> _Exercise description_: Produce word for word the lines of the data below running from the one that has "Target: white ceramic bowl" to the one that has "Target: whole strawberry", inclusive, and no others.

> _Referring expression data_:
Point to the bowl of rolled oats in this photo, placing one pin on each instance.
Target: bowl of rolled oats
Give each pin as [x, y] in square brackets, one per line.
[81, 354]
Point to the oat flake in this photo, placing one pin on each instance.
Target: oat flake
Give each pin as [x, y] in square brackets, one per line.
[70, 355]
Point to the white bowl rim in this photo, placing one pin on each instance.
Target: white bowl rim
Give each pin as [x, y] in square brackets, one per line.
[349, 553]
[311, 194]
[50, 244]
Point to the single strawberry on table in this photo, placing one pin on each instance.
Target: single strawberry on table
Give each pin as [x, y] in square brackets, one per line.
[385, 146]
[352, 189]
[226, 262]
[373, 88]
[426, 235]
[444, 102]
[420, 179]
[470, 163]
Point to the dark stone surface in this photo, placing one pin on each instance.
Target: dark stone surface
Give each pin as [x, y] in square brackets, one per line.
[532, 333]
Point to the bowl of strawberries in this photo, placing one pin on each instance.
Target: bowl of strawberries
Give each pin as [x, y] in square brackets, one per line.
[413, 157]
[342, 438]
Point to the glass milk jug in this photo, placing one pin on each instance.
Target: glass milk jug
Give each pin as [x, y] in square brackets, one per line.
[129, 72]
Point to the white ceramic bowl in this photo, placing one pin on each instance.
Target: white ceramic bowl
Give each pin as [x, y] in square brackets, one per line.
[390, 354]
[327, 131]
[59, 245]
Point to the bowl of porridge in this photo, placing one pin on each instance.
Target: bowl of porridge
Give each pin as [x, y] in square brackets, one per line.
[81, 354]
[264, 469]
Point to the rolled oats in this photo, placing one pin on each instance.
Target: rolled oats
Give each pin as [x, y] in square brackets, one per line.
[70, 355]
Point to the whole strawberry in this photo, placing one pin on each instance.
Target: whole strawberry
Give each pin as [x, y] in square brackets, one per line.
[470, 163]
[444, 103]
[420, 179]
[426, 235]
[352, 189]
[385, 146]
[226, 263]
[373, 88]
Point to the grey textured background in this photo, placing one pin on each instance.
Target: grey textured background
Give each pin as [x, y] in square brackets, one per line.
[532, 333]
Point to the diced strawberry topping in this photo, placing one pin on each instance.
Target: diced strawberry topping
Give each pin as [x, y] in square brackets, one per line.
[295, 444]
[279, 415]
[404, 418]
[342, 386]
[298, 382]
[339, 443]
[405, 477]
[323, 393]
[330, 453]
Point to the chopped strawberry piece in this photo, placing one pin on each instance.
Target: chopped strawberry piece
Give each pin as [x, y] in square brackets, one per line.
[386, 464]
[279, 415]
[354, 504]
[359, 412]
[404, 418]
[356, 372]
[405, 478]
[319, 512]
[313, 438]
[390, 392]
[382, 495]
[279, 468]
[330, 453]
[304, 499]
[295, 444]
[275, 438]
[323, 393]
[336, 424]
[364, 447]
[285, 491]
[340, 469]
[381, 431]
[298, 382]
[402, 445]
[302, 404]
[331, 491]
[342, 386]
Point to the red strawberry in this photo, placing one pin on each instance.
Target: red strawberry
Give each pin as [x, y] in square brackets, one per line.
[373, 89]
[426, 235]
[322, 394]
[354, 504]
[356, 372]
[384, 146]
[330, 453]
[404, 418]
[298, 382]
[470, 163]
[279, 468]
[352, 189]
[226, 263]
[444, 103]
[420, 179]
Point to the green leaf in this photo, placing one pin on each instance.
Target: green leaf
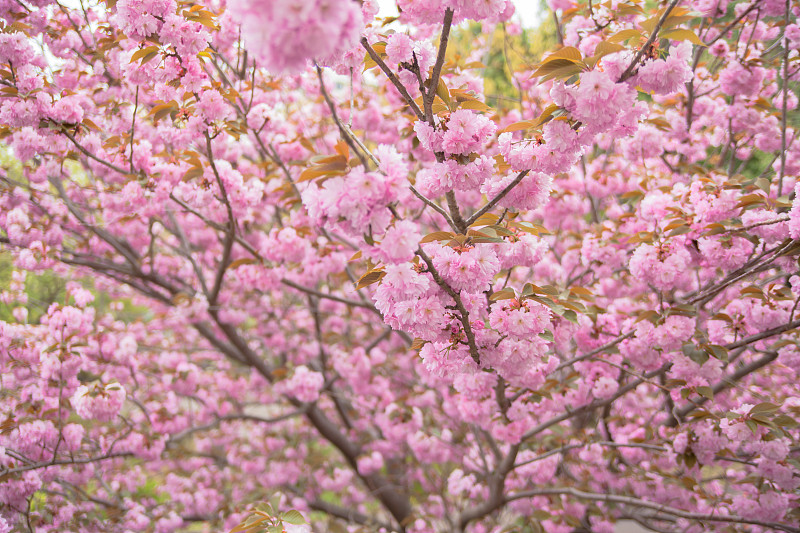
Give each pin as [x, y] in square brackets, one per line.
[373, 276]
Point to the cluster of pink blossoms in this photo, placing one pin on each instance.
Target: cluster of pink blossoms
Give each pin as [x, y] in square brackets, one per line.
[286, 34]
[432, 11]
[99, 403]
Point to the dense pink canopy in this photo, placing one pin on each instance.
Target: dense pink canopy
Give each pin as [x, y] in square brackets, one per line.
[304, 259]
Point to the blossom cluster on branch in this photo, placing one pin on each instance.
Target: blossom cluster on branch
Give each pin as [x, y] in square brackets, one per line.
[304, 258]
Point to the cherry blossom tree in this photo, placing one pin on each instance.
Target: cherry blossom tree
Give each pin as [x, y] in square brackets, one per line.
[305, 263]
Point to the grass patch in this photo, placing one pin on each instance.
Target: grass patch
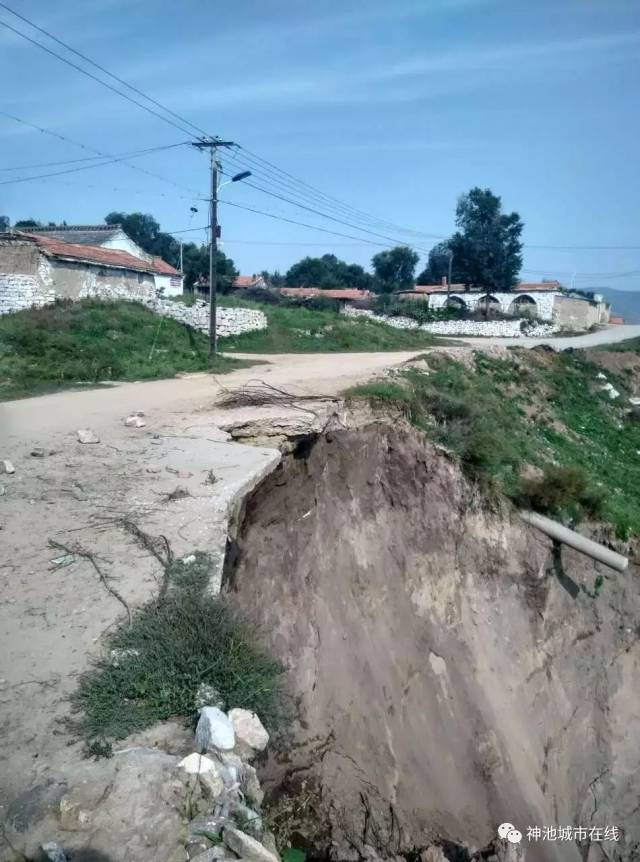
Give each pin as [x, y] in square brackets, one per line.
[94, 341]
[631, 345]
[303, 330]
[544, 410]
[175, 643]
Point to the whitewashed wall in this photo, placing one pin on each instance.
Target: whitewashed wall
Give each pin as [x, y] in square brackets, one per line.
[543, 300]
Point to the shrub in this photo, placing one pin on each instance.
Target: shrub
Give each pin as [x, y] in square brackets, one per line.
[175, 643]
[561, 489]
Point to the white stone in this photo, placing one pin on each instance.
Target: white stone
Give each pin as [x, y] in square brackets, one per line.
[247, 847]
[214, 730]
[197, 764]
[87, 435]
[249, 729]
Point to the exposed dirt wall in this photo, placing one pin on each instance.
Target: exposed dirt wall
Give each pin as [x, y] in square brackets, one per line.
[446, 680]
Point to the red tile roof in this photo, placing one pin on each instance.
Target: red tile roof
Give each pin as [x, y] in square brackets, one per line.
[94, 254]
[247, 280]
[309, 292]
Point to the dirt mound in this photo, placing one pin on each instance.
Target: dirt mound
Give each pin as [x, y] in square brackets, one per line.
[447, 675]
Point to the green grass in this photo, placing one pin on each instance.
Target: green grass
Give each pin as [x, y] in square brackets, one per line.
[184, 638]
[95, 341]
[300, 330]
[631, 345]
[542, 410]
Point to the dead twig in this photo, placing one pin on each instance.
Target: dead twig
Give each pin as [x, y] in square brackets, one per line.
[151, 543]
[80, 551]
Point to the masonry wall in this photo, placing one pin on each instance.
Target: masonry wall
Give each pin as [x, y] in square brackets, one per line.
[571, 313]
[21, 285]
[28, 278]
[543, 302]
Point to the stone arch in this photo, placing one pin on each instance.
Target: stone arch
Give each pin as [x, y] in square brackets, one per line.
[523, 305]
[455, 302]
[489, 303]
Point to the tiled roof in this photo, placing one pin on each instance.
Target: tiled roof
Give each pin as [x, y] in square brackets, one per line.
[309, 292]
[247, 280]
[163, 268]
[92, 254]
[80, 234]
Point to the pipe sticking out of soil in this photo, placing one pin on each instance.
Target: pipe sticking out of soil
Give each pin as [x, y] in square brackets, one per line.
[575, 540]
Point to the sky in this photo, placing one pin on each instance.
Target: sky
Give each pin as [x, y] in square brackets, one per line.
[392, 107]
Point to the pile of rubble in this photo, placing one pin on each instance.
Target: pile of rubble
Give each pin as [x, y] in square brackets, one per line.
[516, 328]
[149, 802]
[230, 321]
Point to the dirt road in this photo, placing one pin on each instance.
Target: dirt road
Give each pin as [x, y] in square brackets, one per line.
[317, 373]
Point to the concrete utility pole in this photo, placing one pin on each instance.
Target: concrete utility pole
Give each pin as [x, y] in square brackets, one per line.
[212, 145]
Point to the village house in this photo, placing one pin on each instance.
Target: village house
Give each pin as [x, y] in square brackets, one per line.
[38, 268]
[346, 294]
[544, 300]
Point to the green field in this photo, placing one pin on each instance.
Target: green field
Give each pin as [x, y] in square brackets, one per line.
[95, 341]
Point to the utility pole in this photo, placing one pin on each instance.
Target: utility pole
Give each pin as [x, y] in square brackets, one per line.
[212, 145]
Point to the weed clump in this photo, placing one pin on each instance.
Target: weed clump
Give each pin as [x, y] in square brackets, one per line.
[175, 643]
[562, 489]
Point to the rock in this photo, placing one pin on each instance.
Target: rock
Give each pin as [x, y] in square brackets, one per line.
[247, 818]
[207, 695]
[197, 848]
[212, 784]
[247, 847]
[250, 785]
[77, 806]
[214, 730]
[433, 854]
[118, 656]
[249, 729]
[197, 764]
[53, 852]
[87, 435]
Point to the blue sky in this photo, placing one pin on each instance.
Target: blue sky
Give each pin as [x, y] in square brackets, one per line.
[394, 107]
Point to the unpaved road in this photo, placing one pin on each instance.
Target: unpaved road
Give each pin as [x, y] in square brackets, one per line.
[317, 373]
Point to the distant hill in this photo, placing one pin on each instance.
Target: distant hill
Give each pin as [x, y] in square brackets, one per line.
[626, 303]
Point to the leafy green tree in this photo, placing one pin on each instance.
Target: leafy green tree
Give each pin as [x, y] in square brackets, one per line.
[395, 268]
[487, 251]
[437, 266]
[327, 272]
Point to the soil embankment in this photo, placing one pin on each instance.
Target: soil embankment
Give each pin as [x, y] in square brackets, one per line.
[450, 670]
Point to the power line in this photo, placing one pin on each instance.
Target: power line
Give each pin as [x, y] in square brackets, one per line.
[101, 68]
[324, 215]
[88, 167]
[93, 77]
[89, 149]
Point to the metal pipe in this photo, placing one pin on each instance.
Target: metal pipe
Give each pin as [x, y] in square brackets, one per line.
[575, 540]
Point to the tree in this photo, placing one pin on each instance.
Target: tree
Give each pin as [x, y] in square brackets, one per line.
[487, 251]
[327, 272]
[394, 269]
[437, 266]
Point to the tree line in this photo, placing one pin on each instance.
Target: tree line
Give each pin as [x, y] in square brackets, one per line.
[484, 251]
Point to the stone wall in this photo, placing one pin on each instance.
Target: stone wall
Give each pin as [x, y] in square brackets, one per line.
[543, 301]
[487, 328]
[230, 321]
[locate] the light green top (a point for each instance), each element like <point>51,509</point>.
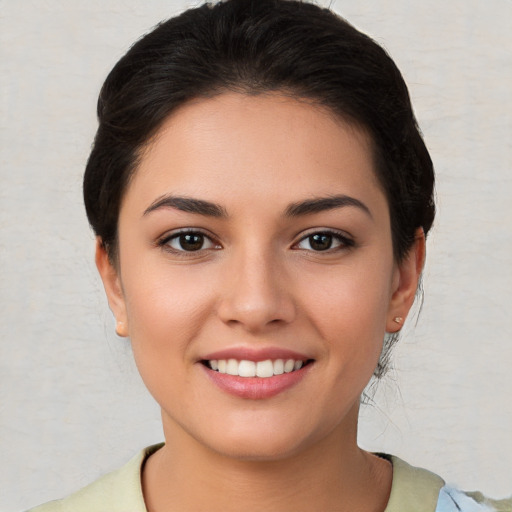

> _Response below_:
Target: white ceramic bowl
Give each pin as [x, y] in square brackets, one per line.
[390, 354]
[327, 131]
[59, 245]
Point to the bowl of porridge in this photo, placing one pin on each instance.
Target: bowl of porridge
Give each pin as [x, y] in square brackets, one per line.
[81, 354]
[264, 469]
Point to the rolled oats in this photo, placing one pin on each instance.
Target: rolled oats
Give each pin as [x, y] in square brackets, one per line.
[70, 355]
Point to the whole strawberry in this photo, placing one pin on each instance.
Target: whole strawberry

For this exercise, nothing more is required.